O número mundial de usuários ativos nas redes sociais ultrapassou o total de 5 bilhões em 2023, o equivalente a 62,3% da população do planeta, segundo relatório publicado em janeiro deste ano pela Kepios, empresa especializada no estudo de usos digitais. No Brasil, são 144 milhões de usuários que representam 66,3% do total de habitantes. Na internet, o brasileiro passa em média 3 horas e 37 minutos, por dia, somente nas redes sociais.

Toda essa interatividade que cresce a cada dia é um território fértil para comercialização de produtos e serviços. Assim, além de transformar intensamente a maneira como nos comunicamos e interagimos, o advento das redes sociais influenciou significativamente o nosso hábito de consumo. Com isso, surgiram também novos desafios e dilemas, principalmente, no que se refere aos direitos do consumidor, num ambiente onde a propaganda enganosa pode ter impacto significativo nas decisões de compra dos usuários das redes sociais, e ainda resultar em prejuízos tanto financeiro como moral.

= = =

[Questões propostas]
1/ Liste todos os números escritos em algarismos no primeiro parágrafo do texto sobre redes sociais.
2/ No texto sobre redes sociais, reescreva o trecho desde "O número mundial" até "nas redes sociais.", inclusive, renomeando "redes sociais" como "plataformas digitais".
3/ Diga se cada afirmação concorda com o texto sobre redes sociais, respondendo sim ou não e citando as palavras do texto que decidem: (a) o relatório citado foi publicado pela Kepios em janeiro; (b) os usuários brasileiros representam mais de 70% dos habitantes do país; (c) a propaganda enganosa pode causar prejuízos financeiros e morais.
A listagem seguinte é um material à parte, independente do texto.

[Dados apresentados]
= = =

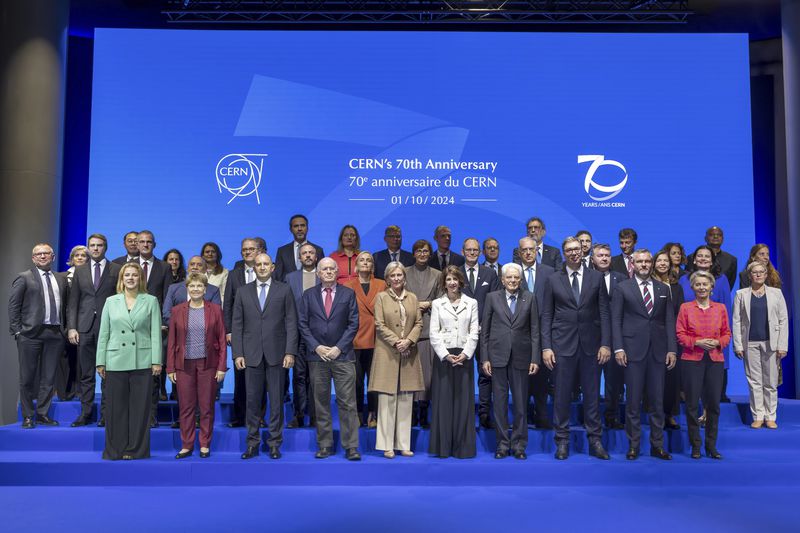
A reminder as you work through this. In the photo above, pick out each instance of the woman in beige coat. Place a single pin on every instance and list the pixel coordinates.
(396, 370)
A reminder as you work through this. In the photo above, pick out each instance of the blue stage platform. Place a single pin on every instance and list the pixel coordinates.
(755, 487)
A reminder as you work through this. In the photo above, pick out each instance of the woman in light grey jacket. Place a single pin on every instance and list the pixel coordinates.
(761, 338)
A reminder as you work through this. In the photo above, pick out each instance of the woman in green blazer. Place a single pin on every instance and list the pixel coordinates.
(128, 355)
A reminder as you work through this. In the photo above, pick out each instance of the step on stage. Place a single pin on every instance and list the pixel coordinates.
(54, 475)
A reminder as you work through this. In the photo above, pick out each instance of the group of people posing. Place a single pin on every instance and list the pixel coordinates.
(657, 325)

= = =

[Respostas finais]
1/ 5; 2023; 62,3; 144; 66,3; 3; 37

2/
O número mundial de usuários ativos nas plataformas digitais ultrapassou o total de 5 bilhões em 2023, o equivalente a 62,3% da população do planeta, segundo relatório publicado em janeiro deste ano pela Kepios, empresa especializada no estudo de usos digitais. No Brasil, são 144 milhões de usuários que representam 66,3% do total de habitantes. Na internet, o brasileiro passa em média 3 horas e 37 minutos, por dia, somente nas plataformas digitais.

3/
(a) Sim: "segundo relatório publicado em janeiro deste ano pela Kepios".
(b) Não: "são 144 milhões de usuários que representam 66,3% do total de habitantes".
(c) Sim: "e ainda resultar em prejuízos tanto financeiro como moral".